Source extract:
------
What's Next? The Doc's Prescription

I was gutted that Everton won at Craven Cottage, and I really didn't think they would. As a die-hard O'Neill fan, I'd have loved the Ulsterman to take us a place further up the table as well as securing us two points more than last season.

But, I guess, progress is progress. A second top six finish in two seasons is not to be sniffed at and when O'Neill came in, I reckon very few of us would not have snapped his hand off if he'd offered us near parity with Everton two years running.


But the curve is flattening, and we need a definitive plan now to see Everton off and make ourselves the pole position challengers to the Big 4. That will be difficult. It will need investment, intelligence but above all strategy. What do I mean by that?

In the past three seasons, O'Neill has set his stall out to recruit young British players, primarily from Stuart Pearce's England U21 squad and the fringes of the full England side. On the whole, these players - who granted cost a bit more than foreign recruits captured through clever global scouting - have done well.
------
Supplied information:
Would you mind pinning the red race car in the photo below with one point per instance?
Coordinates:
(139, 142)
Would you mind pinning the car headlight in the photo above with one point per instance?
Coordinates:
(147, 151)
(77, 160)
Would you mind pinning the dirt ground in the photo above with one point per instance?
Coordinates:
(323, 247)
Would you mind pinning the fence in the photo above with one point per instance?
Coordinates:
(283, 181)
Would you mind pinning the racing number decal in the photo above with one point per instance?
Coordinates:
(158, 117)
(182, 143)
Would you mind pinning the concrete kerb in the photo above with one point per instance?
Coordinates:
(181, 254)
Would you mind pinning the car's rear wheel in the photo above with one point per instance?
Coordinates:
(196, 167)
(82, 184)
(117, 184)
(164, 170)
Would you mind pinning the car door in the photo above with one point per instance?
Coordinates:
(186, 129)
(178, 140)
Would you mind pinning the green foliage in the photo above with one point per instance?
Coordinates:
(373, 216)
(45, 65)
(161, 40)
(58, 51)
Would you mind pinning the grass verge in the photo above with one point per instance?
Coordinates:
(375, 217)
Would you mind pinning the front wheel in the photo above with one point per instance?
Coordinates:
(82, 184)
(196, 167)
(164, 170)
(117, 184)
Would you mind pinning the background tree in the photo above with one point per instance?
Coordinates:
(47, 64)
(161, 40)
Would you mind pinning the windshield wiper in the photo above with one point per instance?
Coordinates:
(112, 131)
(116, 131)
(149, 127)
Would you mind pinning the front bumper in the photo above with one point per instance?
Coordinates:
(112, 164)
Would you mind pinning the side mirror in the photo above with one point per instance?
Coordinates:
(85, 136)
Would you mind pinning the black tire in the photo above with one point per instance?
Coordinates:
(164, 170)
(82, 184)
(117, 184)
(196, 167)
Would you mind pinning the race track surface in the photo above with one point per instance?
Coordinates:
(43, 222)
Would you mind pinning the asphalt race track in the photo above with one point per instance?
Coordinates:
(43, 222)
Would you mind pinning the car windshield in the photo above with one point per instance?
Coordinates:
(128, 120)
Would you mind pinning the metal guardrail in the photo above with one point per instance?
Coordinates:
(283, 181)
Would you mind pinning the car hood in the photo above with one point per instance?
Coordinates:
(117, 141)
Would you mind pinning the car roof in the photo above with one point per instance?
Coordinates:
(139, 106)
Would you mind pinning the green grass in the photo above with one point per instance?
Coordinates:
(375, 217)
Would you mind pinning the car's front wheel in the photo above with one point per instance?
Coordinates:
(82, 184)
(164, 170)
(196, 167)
------
To be done:
- a) In the O'Neill post, at which ground did Everton win?
- b) According to the O'Neill post, what three things will the plan to overtake Everton need?
- c) Print the stretch of the O'Neill post from "What's Next? The" through "mean by that?".
The listing is separate material, unrelated to the O'Neill post.

Worked answers:
- a) Craven Cottage.

- b) Investment, intelligence and, above all, strategy.

- c)
What's Next? The Doc's Prescription

I was gutted that Everton won at Craven Cottage, and I really didn't think they would. As a die-hard O'Neill fan, I'd have loved the Ulsterman to take us a place further up the table as well as securing us two points more than last season.

But, I guess, progress is progress. A second top six finish in two seasons is not to be sniffed at and when O'Neill came in, I reckon very few of us would not have snapped his hand off if he'd offered us near parity with Everton two years running.


But the curve is flattening, and we need a definitive plan now to see Everton off and make ourselves the pole position challengers to the Big 4. That will be difficult. It will need investment, intelligence but above all strategy. What do I mean by that?